**Exercise goal**
Could you render every line below as a Markdown table with the columns Row and Line, numbering each row and leaving out blank lines and the pictures?

::::::

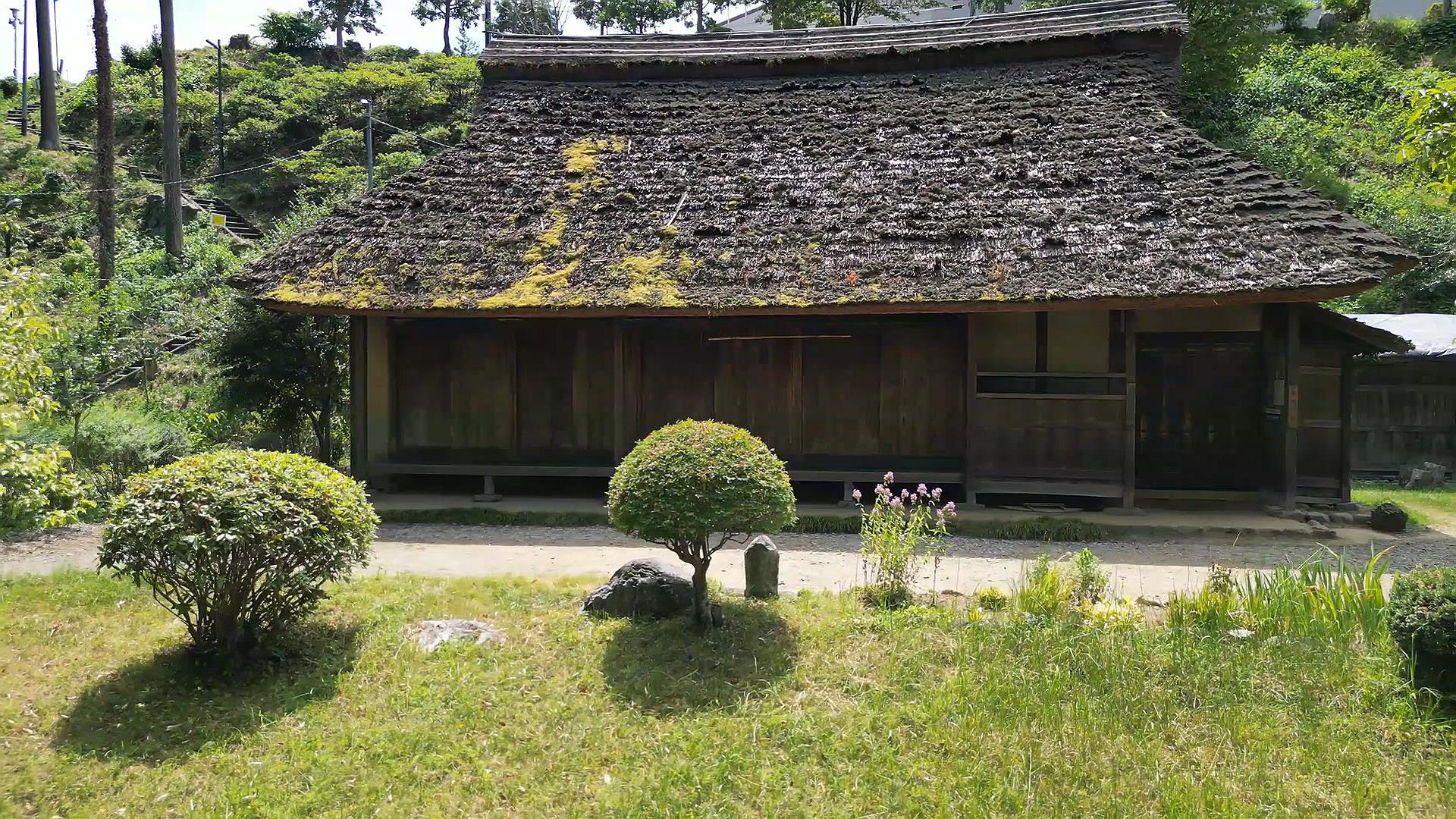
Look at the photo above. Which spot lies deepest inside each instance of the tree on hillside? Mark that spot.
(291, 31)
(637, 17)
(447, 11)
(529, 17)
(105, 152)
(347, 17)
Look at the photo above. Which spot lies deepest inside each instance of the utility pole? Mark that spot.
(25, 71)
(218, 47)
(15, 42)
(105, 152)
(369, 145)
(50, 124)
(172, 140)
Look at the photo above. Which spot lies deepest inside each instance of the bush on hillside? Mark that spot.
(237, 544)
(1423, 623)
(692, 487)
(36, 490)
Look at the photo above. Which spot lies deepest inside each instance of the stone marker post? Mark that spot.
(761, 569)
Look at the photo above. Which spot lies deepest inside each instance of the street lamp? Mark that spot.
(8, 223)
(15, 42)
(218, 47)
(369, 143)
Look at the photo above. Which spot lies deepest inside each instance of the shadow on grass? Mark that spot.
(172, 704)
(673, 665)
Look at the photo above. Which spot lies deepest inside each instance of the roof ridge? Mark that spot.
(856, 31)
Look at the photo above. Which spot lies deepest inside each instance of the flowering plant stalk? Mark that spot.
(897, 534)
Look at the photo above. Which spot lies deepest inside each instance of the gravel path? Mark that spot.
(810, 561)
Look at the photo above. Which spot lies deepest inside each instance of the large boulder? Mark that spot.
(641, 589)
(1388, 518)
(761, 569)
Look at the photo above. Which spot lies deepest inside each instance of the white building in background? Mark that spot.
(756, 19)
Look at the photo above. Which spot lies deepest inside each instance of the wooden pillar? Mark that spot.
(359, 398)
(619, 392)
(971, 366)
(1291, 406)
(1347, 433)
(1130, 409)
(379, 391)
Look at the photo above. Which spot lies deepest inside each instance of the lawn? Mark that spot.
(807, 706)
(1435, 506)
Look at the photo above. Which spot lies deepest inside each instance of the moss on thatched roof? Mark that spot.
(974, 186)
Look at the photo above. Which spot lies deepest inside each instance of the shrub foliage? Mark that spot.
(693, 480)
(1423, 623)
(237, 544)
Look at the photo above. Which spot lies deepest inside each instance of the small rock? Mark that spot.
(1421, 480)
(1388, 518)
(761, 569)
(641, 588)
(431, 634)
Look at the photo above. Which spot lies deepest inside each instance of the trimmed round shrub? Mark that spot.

::::::

**Full response**
| Row | Line |
|---|---|
| 1 | Look at the photo above. Which spot lies deepest inside each instance of the tree on hillside? Mark that spot. |
| 2 | (291, 31) |
| 3 | (637, 17) |
| 4 | (447, 11) |
| 5 | (529, 17) |
| 6 | (105, 152) |
| 7 | (347, 17) |
| 8 | Look at the photo above. Which spot lies deepest inside each instance of the utility pole? Mark that spot. |
| 9 | (25, 71) |
| 10 | (218, 47) |
| 11 | (15, 42) |
| 12 | (105, 152) |
| 13 | (369, 145) |
| 14 | (50, 124) |
| 15 | (172, 140) |
| 16 | Look at the photo above. Which spot lies deepest inside each instance of the bush on hillside? Mark that spot. |
| 17 | (237, 544) |
| 18 | (1423, 623) |
| 19 | (692, 487) |
| 20 | (36, 490) |
| 21 | Look at the photo above. Which spot lies deepest inside each instance of the stone marker post? Mark that spot. |
| 22 | (761, 569) |
| 23 | Look at the photo above. Which spot lies deepest inside each instance of the street lamp? Mark that spot. |
| 24 | (8, 223) |
| 25 | (15, 42) |
| 26 | (218, 47) |
| 27 | (369, 143) |
| 28 | Look at the photo above. Which spot lies deepest inside each instance of the shadow on grass? Mark that spot. |
| 29 | (172, 704) |
| 30 | (673, 665) |
| 31 | Look at the photo above. Which spot lies deepest inside each instance of the roof ridge? Mark that spot. |
| 32 | (856, 31) |
| 33 | Look at the photo above. Which spot lies deepest inside each instance of the flowering plant stalk? Mark that spot. |
| 34 | (897, 534) |
| 35 | Look at the photo above. Which spot lies deepest inside each instance of the gravel path? Mark that spot. |
| 36 | (810, 561) |
| 37 | Look at the photo above. Which spot lies deepest inside each instance of the large boulder? Mark that spot. |
| 38 | (641, 589) |
| 39 | (1388, 518) |
| 40 | (761, 569) |
| 41 | Look at the photo above. Which spot lies deepest inside each instance of the white building in background? Mark that spot. |
| 42 | (756, 19) |
| 43 | Look at the photo above. Which spot lies deepest inside each instance of the wooden pillar? Mark that spot. |
| 44 | (359, 398) |
| 45 | (619, 392) |
| 46 | (971, 366) |
| 47 | (1291, 406) |
| 48 | (1347, 433) |
| 49 | (1130, 409) |
| 50 | (379, 391) |
| 51 | Look at the photo above. Which spot lies deepest inside each instance of the lawn? Mark that spot. |
| 52 | (807, 706) |
| 53 | (1435, 506) |
| 54 | Look at the photo above. Which spot lies deepest inside each instance of the moss on thatched roof? Mark that spot. |
| 55 | (974, 186) |
| 56 | Look at the photo above. Which spot lies deepest inside each instance of the shrub foliage? Mark that spot. |
| 57 | (693, 480) |
| 58 | (1423, 623) |
| 59 | (237, 544) |
| 60 | Look at the photo above. Which spot lies deepest inside each instance of the small rock? Mark that spot. |
| 61 | (1421, 480) |
| 62 | (1388, 518) |
| 63 | (761, 569) |
| 64 | (641, 588) |
| 65 | (431, 634) |
| 66 | Look at the photo above. Which spot lies deepest inside each instance of the trimmed round shrub? Mark that spot. |